═══ Exercise input
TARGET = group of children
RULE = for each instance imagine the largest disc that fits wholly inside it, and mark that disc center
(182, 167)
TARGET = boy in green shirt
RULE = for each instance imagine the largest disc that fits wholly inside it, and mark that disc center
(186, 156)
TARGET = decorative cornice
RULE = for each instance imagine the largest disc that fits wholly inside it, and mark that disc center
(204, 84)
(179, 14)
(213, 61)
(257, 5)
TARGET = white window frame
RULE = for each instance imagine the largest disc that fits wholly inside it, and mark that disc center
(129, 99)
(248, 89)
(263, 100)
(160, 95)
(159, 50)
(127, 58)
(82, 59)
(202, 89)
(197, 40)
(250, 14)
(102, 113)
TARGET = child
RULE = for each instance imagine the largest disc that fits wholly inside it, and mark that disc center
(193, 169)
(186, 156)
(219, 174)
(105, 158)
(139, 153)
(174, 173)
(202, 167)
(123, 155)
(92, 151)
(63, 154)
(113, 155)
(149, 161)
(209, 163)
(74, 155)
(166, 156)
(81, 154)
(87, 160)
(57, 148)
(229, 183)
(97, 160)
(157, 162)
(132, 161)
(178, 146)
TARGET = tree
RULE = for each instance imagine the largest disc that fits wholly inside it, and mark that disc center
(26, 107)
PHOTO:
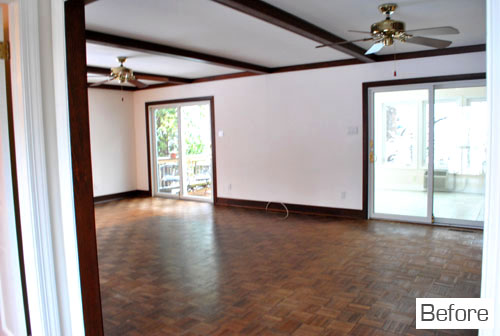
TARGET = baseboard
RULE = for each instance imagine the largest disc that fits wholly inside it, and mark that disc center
(122, 195)
(293, 208)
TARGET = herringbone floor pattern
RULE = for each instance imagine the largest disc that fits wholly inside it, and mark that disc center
(185, 268)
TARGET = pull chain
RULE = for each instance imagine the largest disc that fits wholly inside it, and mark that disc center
(395, 72)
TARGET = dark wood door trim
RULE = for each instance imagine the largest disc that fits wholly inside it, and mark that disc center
(212, 125)
(82, 166)
(396, 82)
(13, 167)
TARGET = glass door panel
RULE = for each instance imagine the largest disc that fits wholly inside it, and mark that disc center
(167, 150)
(196, 147)
(460, 137)
(400, 153)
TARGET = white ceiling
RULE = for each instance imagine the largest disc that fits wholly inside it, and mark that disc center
(205, 26)
(468, 16)
(208, 27)
(104, 56)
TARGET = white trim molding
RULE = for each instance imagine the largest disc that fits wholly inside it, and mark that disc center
(490, 286)
(44, 169)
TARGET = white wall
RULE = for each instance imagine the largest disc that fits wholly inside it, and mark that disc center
(112, 141)
(285, 135)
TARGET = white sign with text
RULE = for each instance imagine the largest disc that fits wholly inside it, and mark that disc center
(458, 313)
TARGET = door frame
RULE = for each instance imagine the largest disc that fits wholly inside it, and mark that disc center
(366, 131)
(150, 145)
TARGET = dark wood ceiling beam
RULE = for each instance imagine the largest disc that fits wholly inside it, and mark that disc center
(278, 17)
(142, 75)
(164, 50)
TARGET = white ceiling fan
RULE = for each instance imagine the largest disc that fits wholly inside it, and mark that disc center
(385, 32)
(122, 74)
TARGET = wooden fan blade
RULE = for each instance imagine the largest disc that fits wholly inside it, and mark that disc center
(359, 31)
(434, 31)
(426, 41)
(137, 83)
(376, 47)
(103, 82)
(344, 42)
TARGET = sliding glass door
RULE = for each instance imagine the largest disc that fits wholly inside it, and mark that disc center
(182, 150)
(460, 135)
(412, 181)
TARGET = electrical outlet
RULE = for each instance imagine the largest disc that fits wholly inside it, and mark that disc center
(352, 130)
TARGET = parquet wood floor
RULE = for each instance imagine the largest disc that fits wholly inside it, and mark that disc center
(185, 268)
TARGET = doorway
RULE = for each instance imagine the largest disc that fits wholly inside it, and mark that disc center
(411, 181)
(181, 149)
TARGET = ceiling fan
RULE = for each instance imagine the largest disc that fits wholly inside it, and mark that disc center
(384, 33)
(122, 74)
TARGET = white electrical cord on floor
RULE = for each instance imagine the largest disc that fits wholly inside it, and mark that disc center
(284, 206)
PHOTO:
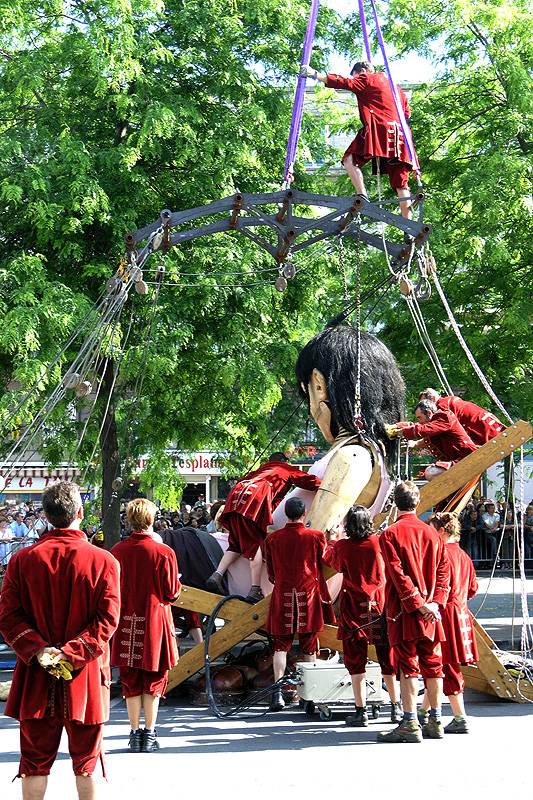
══════
I would like the material repeated in full and exactly, with its images omitted.

# [Written response]
TARGET = group of children
RULE = for each instance imagine the largest disc that fits wholly inside it, and mark that disc center
(182, 167)
TARGET = boy in green shirt
RULE = for each instance imagine the largest disc that fits wholly inside it, and mark that disc center
(186, 156)
TARGET = decorative cornice
RULE = for each instance imagine the largest disc that fits wholly inside it, and mark that disc center
(204, 84)
(179, 14)
(213, 61)
(257, 5)
TARGET = white window frame
RULE = for each instance imagine the largest disc that fits wholly inside it, and mark that disc center
(129, 99)
(248, 89)
(263, 100)
(160, 95)
(159, 50)
(127, 58)
(82, 59)
(202, 89)
(197, 40)
(250, 14)
(102, 113)
TARGET = child
RULE = for each instance imagine the largest disc that fits wholly inside it, and mark that disc center
(193, 169)
(186, 156)
(219, 174)
(105, 158)
(139, 153)
(174, 173)
(202, 167)
(123, 155)
(92, 151)
(63, 154)
(113, 155)
(149, 161)
(209, 163)
(74, 155)
(166, 156)
(81, 154)
(87, 160)
(57, 148)
(229, 183)
(97, 160)
(157, 162)
(132, 161)
(178, 146)
TARGET = tree
RULE = for each instance imagine the largest disc that fits wholly inside it, and mark that disc center
(26, 107)
PHOTO:
TARGET = baseboard
RULE = for each instance imagine the largest disc that fits wholly inside it, and mark that disc center
(122, 195)
(293, 208)
TARGET = herringbone floor pattern
RULE = for each instance imagine the largest disc that fits wholly inside it, and mark that disc center
(185, 268)
TARGET = pull chain
RULE = for each instance imagine the largest disc that fits wholly inside it, and mark that disc center
(395, 72)
TARGET = dark wood door trim
RULE = for each instance imagine the largest disc that fits wholly inside it, and mark that disc center
(212, 125)
(82, 166)
(396, 82)
(13, 167)
TARGET = glass door panel
RULE = for each instance imagine the largest disc that fits wholly inside it, and mark that disc center
(167, 150)
(196, 147)
(460, 137)
(400, 153)
TARGET = white ceiling
RULE = for each instance imagine the largest disc that fits wholly inside it, and mark that disc center
(205, 26)
(468, 16)
(208, 27)
(104, 56)
TARGET = white trim molding
RULE = for each instance imagine the largest disc that fits wholly inside it, and mark that disc center
(490, 286)
(44, 169)
TARGET = white wall
RULE = for each instance imagine the largest disc that fits wholly inside it, and mark that disc center
(112, 141)
(285, 135)
TARGET = white sign with text
RULE = for each instance imagine the largest disc that fits wholly inside it, and mark that disc center
(458, 313)
TARGET = door frame
RULE = for each instance imagine the largest disc that fits wholly inside it, and mark that disc center
(366, 131)
(150, 145)
TARGET = dark wood ceiling beam
RULE = for each instance imagine the largest disc that fits wholly inside it, and mark that disc center
(278, 17)
(142, 75)
(164, 50)
TARGET = white ceiling fan
RULE = for each instance imagine the largest disc that fits wholly inside it, and mark that disc center
(385, 32)
(122, 74)
TARGET = wooden fan blade
RULE = for each instance imagine the largest disc that fits wholly inside it, and mark that disc center
(359, 31)
(434, 31)
(426, 41)
(137, 83)
(376, 47)
(103, 82)
(344, 42)
TARGET = sliding glass door
RULE = for each instance imagine the largest disc that fits wholly inside it, and mark that disc center
(182, 150)
(460, 135)
(412, 181)
TARGET = electrical outlet
RULE = for each instance imagine the largest disc that fits wholly inside it, and mark that disc center
(352, 130)
TARGET = parquet wood floor
RULE = for each instance imagine the largest disc that fits wholly inside it, and mark that disc center
(185, 268)
TARGET = doorway
RULE = for each instance imagine the largest disc that fits wholly inside it, and mark that disc center
(411, 181)
(181, 149)
TARGET = ceiling fan
RULE = for each instance imagine the largest disc that fits wholly inside it, and mark that disc center
(384, 33)
(122, 74)
TARGET = white electrical cord on floor
RULE = for each instance imagine the largest disc that fits wholly inside it, and mark that disc center
(284, 206)
PHOTO:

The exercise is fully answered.